**EXTRAIT DE TEXTE**

La saison des récompenses étant terminée, les cinéphiles se tournent maintenant vers la prochaine grande étape de l'année cinéma. Même si le Festival de Cannes n'a lieu que dans deux mois (du 11 au 22 mai), les spéculations vont bon train. L'exercice est très enthousiasmant à faire cette année car les sélectionneurs du plus prestigieux festival de cinéma du monde auront l'embarras du choix pour composer leurs programmes.

Contrairement à l'an dernier, où le délégué général Thierry Frémaux n'avait pas caché sa difficulté à construire sa sélection, plusieurs des cinéastes les plus réputés du monde auront un nouveau film à proposer. Seulement du côté des habitués, on compte Pedro Almodóvar (La peau que j'habite), Lars von Trier (Melancholia), Nanni Moretti (Habemus Papam), Luc et Jean-Pierre Dardenne (Les gamins du vélo), Aki Kaurismaki (Le Havre), Alexandre Sokourov (Faust), Nuri Bilge Ceylan (Il était une fois en Anatolie), Mathieu Kassovitz (L'ordre et la morale), Marjane Satrapi et Vincent Paronnaud (Poulet aux prunes), Wong Kar-wai (The Grand Master), Lou Ye (Chienne) et Brillante Mendoza (Captured). Pour ne nommer qu'eux...

Il semble maintenant aussi acquis que The Tree of Life de Terrence Malick, le film le plus attendu de l'année par les cinéphiles, sera inscrit en compétition officielle. Vraiment, quel beau casse-tête!

Toutes les publications spécialisées y vont bien entendu de leurs pronostics. À la rédaction des Inrocks, on déplore le fait que le nouveau film de David Cronenberg, A Dangerous Method, ne puisse être prêt à temps. En revanche, on précise que, du côté canadien, on peut parier sur Take This Waltz de Sarah Polley, qui avait grandement impressionné avec son premier long métrage Away From Her, mais aussi sur Bashir Lazhar de Philippe Falardeau («si le film est terminé», précise-t-on). Nous sommes encore bien loin d'une sélection, mais si le titre commence à circuler dans les médias étrangers, il y a quand même lieu d'y voir un bon signe.

Thierry Frémaux annoncera le contenu de sa sélection officielle (compétition, hors- concours, les films d'Un certain regard) vers la mi-avril. Les jours suivants, les sélectionneurs de la Quinzaine des réalisateurs et de la Semaine de la critique, deux sections parallèles, en feront de même. Toutes sections confondues, il n'y aura guère plus d'une centaine de longs métrages invités au bal. D'où le caractère très sélectif de l'événement.

Rappelons que le 64e Festival de Cannes s'ouvrira le 11 mai avec Midnight in Paris, le plus récent film de Woody Allen. Robert De Niro présidera le jury des longs métrages; Michel Gondry celui des courts et de la Cinéfondation. Mélanie Laurent sera la maîtresse des cérémonies d'ouverture et de clôture. Dire qu'on a hâte est un banal euphémisme.

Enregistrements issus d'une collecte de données

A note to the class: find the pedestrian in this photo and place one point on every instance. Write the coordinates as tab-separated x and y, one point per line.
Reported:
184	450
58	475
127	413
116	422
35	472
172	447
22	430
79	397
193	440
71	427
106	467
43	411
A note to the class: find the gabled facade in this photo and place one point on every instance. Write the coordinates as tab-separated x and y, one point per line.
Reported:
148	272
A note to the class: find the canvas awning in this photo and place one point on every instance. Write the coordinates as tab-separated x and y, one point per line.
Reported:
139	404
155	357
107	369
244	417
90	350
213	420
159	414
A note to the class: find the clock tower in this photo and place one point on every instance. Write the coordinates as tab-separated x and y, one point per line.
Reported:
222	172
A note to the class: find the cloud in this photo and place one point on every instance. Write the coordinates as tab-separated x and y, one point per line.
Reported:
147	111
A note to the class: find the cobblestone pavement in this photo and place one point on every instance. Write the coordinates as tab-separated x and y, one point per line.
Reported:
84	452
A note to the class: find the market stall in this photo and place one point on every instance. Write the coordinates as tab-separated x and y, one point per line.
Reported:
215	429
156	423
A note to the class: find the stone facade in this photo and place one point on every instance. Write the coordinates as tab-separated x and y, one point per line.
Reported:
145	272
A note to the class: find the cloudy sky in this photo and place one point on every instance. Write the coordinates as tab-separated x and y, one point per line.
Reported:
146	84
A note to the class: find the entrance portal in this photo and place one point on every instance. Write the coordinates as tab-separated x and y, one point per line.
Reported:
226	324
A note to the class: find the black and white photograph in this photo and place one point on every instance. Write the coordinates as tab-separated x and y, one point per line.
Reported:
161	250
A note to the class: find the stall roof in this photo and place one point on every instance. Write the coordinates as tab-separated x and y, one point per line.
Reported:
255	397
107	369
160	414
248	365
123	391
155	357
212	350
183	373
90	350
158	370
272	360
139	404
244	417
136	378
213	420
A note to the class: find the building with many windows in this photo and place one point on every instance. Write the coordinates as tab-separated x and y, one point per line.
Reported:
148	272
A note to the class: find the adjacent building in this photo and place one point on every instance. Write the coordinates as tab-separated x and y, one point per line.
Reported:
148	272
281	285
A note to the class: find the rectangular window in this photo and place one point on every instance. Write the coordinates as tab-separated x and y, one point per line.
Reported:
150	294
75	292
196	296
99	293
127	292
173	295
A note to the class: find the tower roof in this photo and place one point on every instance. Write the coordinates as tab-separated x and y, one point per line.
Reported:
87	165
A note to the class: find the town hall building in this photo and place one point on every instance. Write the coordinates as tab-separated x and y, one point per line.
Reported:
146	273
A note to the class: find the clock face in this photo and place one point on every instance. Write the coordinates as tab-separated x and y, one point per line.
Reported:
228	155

**TRAVAIL DEMANDÉ**
A) D'après l'extrait sur le Festival de Cannes, qui présidera le jury des longs métrages ?
B) Recopiez, dans l'extrait sur le Festival de Cannes, le passage qui s'ouvre sur les mots contenant « Thierry Frémaux annoncera » et se termine par « sélectif de l'événement. ».
La liste n'a aucun rôle dans ce travail.

**RÉPONSES ATTENDUES**
A) Robert De Niro.

B)
Thierry Frémaux annoncera le contenu de sa sélection officielle (compétition, hors- concours, les films d'Un certain regard) vers la mi-avril. Les jours suivants, les sélectionneurs de la Quinzaine des réalisateurs et de la Semaine de la critique, deux sections parallèles, en feront de même. Toutes sections confondues, il n'y aura guère plus d'une centaine de longs métrages invités au bal. D'où le caractère très sélectif de l'événement.